── Recorded data

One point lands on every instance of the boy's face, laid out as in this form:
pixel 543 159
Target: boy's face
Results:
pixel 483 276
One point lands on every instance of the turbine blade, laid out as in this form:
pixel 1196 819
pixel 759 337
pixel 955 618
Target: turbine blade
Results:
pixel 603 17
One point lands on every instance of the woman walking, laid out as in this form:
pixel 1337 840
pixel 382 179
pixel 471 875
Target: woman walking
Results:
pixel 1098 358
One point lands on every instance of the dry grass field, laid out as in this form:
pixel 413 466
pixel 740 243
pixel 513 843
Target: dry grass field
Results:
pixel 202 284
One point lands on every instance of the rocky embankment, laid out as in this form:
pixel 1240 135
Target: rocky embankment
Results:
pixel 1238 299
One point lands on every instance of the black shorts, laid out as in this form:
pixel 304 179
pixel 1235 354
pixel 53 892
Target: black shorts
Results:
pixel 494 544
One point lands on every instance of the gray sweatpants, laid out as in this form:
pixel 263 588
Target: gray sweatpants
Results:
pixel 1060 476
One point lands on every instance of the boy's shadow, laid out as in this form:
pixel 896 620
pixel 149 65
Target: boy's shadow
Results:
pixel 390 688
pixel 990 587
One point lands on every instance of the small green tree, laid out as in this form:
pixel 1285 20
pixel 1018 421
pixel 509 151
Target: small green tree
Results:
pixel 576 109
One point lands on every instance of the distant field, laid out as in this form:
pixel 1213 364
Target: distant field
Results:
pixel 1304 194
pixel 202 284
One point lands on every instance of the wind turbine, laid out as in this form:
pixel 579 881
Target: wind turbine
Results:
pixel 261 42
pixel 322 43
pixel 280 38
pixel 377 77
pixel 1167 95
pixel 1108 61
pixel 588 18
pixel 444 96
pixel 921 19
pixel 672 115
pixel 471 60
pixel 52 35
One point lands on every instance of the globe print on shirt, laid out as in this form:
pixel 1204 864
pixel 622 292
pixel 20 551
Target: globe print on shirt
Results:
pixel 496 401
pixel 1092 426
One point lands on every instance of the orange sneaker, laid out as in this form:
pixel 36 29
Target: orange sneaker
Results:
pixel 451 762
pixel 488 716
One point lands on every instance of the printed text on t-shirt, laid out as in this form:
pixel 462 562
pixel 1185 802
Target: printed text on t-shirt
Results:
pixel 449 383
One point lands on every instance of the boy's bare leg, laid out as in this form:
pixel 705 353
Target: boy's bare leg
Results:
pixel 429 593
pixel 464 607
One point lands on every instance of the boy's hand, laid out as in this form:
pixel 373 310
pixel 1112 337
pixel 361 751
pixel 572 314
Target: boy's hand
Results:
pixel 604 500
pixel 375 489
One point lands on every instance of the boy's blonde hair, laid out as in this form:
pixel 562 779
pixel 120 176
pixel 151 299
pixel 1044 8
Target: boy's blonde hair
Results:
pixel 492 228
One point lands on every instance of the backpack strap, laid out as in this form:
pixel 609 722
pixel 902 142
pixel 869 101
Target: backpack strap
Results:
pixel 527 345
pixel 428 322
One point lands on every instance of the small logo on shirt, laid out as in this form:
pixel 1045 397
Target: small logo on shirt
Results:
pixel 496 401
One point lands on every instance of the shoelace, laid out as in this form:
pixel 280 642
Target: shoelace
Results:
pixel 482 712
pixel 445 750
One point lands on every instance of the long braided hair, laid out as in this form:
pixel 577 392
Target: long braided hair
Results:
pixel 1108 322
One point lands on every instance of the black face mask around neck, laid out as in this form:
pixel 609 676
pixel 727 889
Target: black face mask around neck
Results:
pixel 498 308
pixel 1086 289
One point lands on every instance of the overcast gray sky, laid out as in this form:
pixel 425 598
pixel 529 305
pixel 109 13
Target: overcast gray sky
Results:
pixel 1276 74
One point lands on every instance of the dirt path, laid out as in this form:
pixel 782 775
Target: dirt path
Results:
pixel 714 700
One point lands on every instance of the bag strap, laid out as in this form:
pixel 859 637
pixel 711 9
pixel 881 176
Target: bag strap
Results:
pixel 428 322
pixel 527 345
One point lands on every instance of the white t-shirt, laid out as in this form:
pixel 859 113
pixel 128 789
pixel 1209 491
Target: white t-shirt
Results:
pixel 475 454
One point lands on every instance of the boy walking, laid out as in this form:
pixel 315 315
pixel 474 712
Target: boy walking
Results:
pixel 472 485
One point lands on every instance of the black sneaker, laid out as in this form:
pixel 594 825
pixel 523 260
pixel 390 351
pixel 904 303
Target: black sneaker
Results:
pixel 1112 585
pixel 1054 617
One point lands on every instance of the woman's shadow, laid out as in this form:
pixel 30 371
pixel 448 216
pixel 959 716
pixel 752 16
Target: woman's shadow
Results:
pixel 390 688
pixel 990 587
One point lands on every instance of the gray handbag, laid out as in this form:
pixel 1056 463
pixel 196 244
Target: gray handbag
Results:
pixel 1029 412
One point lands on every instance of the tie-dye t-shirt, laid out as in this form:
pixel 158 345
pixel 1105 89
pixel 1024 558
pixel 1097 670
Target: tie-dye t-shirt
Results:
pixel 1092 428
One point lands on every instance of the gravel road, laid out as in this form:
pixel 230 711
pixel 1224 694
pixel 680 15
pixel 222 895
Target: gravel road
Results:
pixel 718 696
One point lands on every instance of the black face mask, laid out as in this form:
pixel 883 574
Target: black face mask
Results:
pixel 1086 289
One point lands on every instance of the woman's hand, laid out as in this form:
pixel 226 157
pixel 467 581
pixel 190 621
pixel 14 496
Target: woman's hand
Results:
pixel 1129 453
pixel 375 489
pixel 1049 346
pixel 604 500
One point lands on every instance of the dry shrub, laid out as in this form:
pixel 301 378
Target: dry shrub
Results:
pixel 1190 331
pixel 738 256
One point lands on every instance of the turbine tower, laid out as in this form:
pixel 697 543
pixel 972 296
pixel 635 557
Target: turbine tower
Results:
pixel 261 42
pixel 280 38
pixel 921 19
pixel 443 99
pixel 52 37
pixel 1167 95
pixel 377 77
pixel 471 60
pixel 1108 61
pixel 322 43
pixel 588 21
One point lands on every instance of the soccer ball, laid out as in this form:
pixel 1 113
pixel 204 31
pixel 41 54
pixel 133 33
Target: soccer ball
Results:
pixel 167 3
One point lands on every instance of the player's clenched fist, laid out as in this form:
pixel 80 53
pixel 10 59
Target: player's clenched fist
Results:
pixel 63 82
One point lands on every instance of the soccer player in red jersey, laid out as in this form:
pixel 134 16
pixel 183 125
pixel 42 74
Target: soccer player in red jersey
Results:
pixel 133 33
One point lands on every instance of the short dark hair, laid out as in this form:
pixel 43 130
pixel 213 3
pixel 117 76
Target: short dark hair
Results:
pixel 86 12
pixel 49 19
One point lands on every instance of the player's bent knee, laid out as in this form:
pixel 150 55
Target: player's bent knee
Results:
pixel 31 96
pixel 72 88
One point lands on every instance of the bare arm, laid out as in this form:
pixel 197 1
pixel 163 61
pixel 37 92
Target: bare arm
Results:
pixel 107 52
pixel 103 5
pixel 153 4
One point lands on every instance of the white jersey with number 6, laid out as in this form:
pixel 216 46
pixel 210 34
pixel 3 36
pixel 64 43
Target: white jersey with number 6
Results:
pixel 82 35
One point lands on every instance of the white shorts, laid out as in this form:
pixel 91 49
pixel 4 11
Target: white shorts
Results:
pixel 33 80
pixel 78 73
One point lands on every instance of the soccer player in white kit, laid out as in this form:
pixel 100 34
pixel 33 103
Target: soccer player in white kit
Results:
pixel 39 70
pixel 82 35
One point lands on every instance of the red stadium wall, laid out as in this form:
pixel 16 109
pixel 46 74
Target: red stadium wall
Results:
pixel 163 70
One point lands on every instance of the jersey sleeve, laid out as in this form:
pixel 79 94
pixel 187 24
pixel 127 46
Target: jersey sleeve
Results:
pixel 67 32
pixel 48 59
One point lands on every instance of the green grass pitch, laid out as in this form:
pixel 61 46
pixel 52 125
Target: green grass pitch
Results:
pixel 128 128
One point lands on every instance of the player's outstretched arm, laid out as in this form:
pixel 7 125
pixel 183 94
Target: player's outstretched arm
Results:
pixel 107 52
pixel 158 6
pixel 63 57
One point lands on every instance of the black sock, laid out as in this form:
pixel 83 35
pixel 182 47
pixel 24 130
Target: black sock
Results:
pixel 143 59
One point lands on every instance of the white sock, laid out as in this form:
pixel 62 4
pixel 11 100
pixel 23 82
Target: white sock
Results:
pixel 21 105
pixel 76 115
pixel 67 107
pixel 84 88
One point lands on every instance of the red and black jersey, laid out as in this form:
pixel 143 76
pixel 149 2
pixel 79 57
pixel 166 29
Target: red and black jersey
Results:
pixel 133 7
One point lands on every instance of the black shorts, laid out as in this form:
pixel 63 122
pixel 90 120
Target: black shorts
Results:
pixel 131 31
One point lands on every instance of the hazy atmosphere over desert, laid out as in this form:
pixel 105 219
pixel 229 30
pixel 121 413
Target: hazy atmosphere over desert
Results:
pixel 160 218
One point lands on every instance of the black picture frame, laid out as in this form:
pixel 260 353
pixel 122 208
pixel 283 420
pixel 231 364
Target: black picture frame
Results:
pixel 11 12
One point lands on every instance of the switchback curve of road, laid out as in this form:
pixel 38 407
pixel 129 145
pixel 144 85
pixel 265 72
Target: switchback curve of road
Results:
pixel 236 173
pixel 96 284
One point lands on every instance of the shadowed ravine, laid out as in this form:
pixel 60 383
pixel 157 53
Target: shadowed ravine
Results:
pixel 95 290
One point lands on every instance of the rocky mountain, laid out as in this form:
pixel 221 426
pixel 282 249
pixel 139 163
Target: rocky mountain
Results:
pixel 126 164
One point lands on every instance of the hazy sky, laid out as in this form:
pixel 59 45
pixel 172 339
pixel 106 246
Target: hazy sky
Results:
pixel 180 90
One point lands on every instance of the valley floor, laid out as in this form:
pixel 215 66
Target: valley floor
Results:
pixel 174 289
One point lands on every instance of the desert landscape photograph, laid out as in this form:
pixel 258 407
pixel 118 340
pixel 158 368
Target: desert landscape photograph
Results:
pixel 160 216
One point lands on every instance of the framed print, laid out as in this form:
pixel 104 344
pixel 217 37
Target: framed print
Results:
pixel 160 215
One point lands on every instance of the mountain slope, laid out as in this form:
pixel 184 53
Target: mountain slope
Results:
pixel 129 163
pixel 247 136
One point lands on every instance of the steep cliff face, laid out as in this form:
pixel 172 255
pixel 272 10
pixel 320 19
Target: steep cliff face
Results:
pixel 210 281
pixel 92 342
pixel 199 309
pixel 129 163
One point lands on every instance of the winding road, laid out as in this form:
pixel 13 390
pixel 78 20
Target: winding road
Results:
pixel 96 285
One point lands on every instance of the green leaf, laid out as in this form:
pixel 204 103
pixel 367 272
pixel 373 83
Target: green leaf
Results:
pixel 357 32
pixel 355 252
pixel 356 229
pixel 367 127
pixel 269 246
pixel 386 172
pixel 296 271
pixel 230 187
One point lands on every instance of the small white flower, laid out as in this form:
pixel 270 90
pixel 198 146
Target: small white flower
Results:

────

> [What this task involves] Reproduce the listing word for word, from its first line down through the line containing "pixel 494 544", with both ends included.

> [Response]
One point lands on every instance of the boy's face, laid out as in this form:
pixel 543 159
Target: boy's face
Results:
pixel 483 276
One point lands on every instance of the turbine blade, laid out as in this form:
pixel 1196 819
pixel 759 337
pixel 955 618
Target: turbine blade
Results:
pixel 603 17
One point lands on every instance of the woman walking, laid out as in this form:
pixel 1337 840
pixel 382 179
pixel 471 875
Target: woman walking
Results:
pixel 1098 358
One point lands on every instance of the dry grass field, laid out as in this form:
pixel 413 466
pixel 740 243
pixel 513 843
Target: dry grass field
Results:
pixel 202 284
One point lands on every instance of the rocky embankment, laid out as in this form:
pixel 1240 135
Target: rocky embankment
Results:
pixel 1238 299
One point lands on every instance of the black shorts, laid out as in this form:
pixel 304 179
pixel 1235 354
pixel 53 892
Target: black shorts
Results:
pixel 494 544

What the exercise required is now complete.